(EXERCISE INSTRUCTIONS) Convert all of the data below into a two-column CSV with the header columns "prompt" and "target", one row for each request. Put the request text under "prompt" and its answer under "target", with each field in double quotes and line breaks replaced by spaces.

[Excerpts from a detection dataset]
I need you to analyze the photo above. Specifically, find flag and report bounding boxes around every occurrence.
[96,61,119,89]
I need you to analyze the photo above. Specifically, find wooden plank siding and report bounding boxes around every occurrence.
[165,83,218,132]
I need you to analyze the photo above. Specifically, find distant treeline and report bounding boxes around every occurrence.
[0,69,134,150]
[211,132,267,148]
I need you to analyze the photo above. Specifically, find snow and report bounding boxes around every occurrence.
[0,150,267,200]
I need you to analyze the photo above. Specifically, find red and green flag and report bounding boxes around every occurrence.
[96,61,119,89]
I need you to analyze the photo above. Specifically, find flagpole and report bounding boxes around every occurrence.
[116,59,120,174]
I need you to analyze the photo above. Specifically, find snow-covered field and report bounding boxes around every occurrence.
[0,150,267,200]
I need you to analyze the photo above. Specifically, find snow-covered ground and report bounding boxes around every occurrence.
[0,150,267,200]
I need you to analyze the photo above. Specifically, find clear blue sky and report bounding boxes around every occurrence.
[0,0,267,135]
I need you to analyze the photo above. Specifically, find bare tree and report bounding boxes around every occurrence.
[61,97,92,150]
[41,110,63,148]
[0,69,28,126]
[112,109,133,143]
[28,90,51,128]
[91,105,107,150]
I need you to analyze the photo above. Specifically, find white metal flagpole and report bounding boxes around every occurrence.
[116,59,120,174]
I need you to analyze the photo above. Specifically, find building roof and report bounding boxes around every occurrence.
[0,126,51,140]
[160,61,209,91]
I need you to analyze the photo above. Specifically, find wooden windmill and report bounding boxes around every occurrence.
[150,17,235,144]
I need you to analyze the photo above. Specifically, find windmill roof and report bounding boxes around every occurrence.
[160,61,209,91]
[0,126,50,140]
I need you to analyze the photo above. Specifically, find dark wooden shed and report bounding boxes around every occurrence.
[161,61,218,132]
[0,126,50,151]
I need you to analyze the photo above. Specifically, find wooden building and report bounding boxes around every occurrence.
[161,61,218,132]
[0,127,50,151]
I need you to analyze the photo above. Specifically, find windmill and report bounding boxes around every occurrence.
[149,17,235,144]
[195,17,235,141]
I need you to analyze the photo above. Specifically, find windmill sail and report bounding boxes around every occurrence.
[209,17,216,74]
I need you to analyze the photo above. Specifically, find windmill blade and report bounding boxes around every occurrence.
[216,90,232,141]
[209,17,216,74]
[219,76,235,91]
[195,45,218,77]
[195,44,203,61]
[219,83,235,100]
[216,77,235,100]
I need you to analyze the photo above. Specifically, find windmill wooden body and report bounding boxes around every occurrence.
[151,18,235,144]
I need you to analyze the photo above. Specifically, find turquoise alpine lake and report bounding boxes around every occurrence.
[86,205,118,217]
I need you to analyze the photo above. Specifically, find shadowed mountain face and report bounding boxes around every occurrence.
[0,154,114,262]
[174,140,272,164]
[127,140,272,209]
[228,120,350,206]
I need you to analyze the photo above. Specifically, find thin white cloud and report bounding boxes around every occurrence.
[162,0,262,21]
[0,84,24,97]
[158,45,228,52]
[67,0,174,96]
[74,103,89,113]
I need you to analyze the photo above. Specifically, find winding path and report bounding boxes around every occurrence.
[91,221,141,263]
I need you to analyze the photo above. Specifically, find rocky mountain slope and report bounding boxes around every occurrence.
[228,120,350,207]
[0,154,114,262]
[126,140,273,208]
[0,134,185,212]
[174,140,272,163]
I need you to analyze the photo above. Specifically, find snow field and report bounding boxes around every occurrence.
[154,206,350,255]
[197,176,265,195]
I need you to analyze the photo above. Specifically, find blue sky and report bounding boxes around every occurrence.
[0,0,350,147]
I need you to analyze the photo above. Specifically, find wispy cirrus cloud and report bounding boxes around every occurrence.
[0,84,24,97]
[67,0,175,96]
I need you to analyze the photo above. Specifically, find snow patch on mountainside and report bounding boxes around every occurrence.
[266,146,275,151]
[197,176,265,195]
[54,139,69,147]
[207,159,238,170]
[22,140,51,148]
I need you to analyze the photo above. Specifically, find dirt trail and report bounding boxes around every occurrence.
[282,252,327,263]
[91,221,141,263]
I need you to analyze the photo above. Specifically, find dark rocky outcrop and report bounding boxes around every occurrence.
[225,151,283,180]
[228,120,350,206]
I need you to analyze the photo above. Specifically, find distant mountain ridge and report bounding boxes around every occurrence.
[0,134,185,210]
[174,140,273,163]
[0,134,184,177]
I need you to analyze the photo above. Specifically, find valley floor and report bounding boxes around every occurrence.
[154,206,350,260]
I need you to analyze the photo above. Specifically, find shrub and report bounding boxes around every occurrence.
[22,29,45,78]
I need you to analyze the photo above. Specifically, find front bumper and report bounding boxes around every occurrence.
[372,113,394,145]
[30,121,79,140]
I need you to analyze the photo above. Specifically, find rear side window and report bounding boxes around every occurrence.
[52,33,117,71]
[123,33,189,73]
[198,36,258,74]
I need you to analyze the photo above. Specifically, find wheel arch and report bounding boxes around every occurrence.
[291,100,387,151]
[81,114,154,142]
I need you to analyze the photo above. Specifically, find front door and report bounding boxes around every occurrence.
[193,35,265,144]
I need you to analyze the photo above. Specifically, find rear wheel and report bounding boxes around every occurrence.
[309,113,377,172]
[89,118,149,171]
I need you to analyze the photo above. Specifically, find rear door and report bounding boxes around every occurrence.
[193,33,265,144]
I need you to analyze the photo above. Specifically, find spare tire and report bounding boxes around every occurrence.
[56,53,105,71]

(THE RESPONSE)
prompt,target
"I need you to analyze the photo above. Specifically, find flag and report bounding boxes around every occurrence.","[96,61,119,89]"
"I need you to analyze the photo above. Specifically, find wooden plank siding and report bounding boxes around every occurrence.","[165,83,218,132]"
"I need you to analyze the photo above. Specifically, find distant treeline and report bounding boxes around every occurrence.","[0,69,134,150] [211,132,267,148]"
"I need you to analyze the photo above. Specifically, find snow and report bounding boxes around every occurrence.","[0,150,267,200]"
"I need you to analyze the photo above. Specifically, find red and green flag and report bounding boxes around every occurrence.","[96,61,119,89]"
"I need you to analyze the photo above. Specifically, find flagpole and report bounding boxes around every occurrence.","[116,59,120,174]"
"I need you to analyze the photo above. Specifically, find snow-covered field and report bounding boxes around every occurrence.","[0,150,267,200]"
"I need you to analyze the photo above. Specifically, find snow-covered ground and report bounding boxes around every occurrence.","[0,150,267,200]"
"I need you to analyze the photo above. Specifically, find clear blue sky and report bounding boxes around every occurrence.","[0,0,267,135]"
"I need you to analyze the photo above. Specifically, find bare tree and report bounding boxes around every occurrence.","[61,97,92,150] [41,110,63,148] [0,69,28,126] [112,109,133,143] [28,90,51,128] [91,105,107,150]"
"I need you to analyze the photo above. Specifically, find white metal flagpole and report bounding boxes around every occurrence.","[116,59,120,174]"
"I need you to analyze the photo above. Specifically, find building roof and report bounding boxes around every occurrence.","[0,126,51,140] [160,61,209,91]"
"I need you to analyze the photo above. Specifically, find wooden windmill and report bounding boxes around every occurrence.","[150,17,235,144]"
"I need you to analyze the photo above. Specifically, find windmill roof and report bounding boxes around every occurrence.","[160,61,209,91] [0,126,50,140]"
"I need you to analyze the photo above. Specifically, find dark wooden shed and report bounding boxes around every occurrence.","[161,61,218,132] [0,126,50,151]"
"I need you to analyze the photo above. Specifically, find wooden building and report bounding boxes around every occurrence.","[161,61,218,132] [0,127,50,151]"
"I need you to analyze the photo above. Specifically, find windmill and report bounding boxes around every occurrence.","[149,17,235,144] [195,17,235,141]"
"I need you to analyze the photo above. Specifically, find windmill sail and report bounding boxes around every occurrence.","[209,17,216,74]"
"I need you to analyze the photo above. Specifically, find windmill blade and report bounding boxes around every occurrence.","[216,90,232,141] [209,17,216,74] [219,76,235,91] [195,45,218,77] [195,44,203,61] [219,83,235,100] [216,77,235,100]"
"I need you to analyze the photo above. Specifically, find windmill wooden body and report bounding boxes around every occurrence.","[151,18,235,144]"
"I need you to analyze the photo above. Specifically, find turquoise alpine lake and report bounding boxes around every occurrence.","[86,205,118,217]"
"I need you to analyze the photo above. Specifically, find shadowed mountain face and report bounding boxes around every occurrence.","[0,154,114,262] [174,140,272,164] [127,140,272,209] [228,120,350,206]"
"I need you to analyze the photo above. Specifically, find thin white cloud and report bounding boxes around every occurrence.","[162,0,262,21] [0,84,24,97] [158,45,228,52] [67,0,174,96] [74,103,89,113]"
"I need you to analyze the photo above. Specifically, find winding path and report bounding boxes around every occurrence.","[91,221,141,263]"
"I need you to analyze the photo above. Specifically, find rocky mountain slope and report bounding boxes around every occurrence.","[228,120,350,207] [0,154,114,262] [126,140,273,208] [0,134,185,212] [174,140,272,163]"
"I need you to analyze the photo above. Specifically, find snow field and report bounding boxes around every occurrence.","[154,206,350,255] [197,176,265,195]"
"I need you to analyze the photo above. Specifically, find blue sky and report bounding boxes around every occurrence.","[0,0,350,147]"
"I need you to analyze the photo above. Specifically, find wispy cirrus cloud and report bounding boxes around every occurrence.","[0,84,24,97] [67,0,175,96]"
"I need you to analyze the photo above. Specifically, find snow patch on mountainside and report bounding boxes around every occurrence.","[266,146,275,151] [197,176,265,195] [54,139,69,147] [207,159,238,170] [22,140,51,148]"
"I need you to analyze the photo above. Specifically, find dirt trail and report bounding boxes around every occurrence.","[282,252,327,263] [91,221,141,263]"
"I need you to analyze the photo above. Specifically, find dark rocky outcrop and report bounding boxes around every occurrence.","[225,151,283,180] [228,120,350,206]"
"I need you to analyze the photo above. Specifically, find distant mountain ridge and report bounding boxes around every occurrence.","[0,134,185,210] [174,140,273,163] [0,134,184,177]"
"I need you to analyze the photo above. Specifically, find valley floor and report bounding boxes around every occurrence.","[154,206,350,260]"
"I need you to analyze the photo above. Specifically, find shrub and report bounding boxes around every occurrence.","[22,29,45,78]"
"I need you to analyze the photo above. Specifically, find front bumper and report bounding boxes around every occurrence.","[372,113,394,145] [30,121,79,140]"
"I need you to analyze the photo above. Specifically, find rear side window and report bounding boxes around every occurrence.","[52,33,117,71] [123,33,189,73] [198,36,258,74]"
"I need you to analyze the photo above. Specifically, find wheel arch and report bounding boxes around every occurrence.","[291,100,387,151] [81,114,154,142]"
"I need you to analyze the photo above. Specifically, find front door and report bounding boxes around every occurrence.","[193,35,265,144]"
"I need you to analyze the photo above. Specifically, find rear wheel and report bounding boxes around every occurrence.","[309,113,377,172] [89,118,149,171]"
"I need you to analyze the photo above. Specifically, find rear door and report bounding boxes around every occurrence.","[193,33,265,144]"
"I need you to analyze the photo above. Specifically, find spare tire and report bounding boxes around every occurrence.","[56,53,105,71]"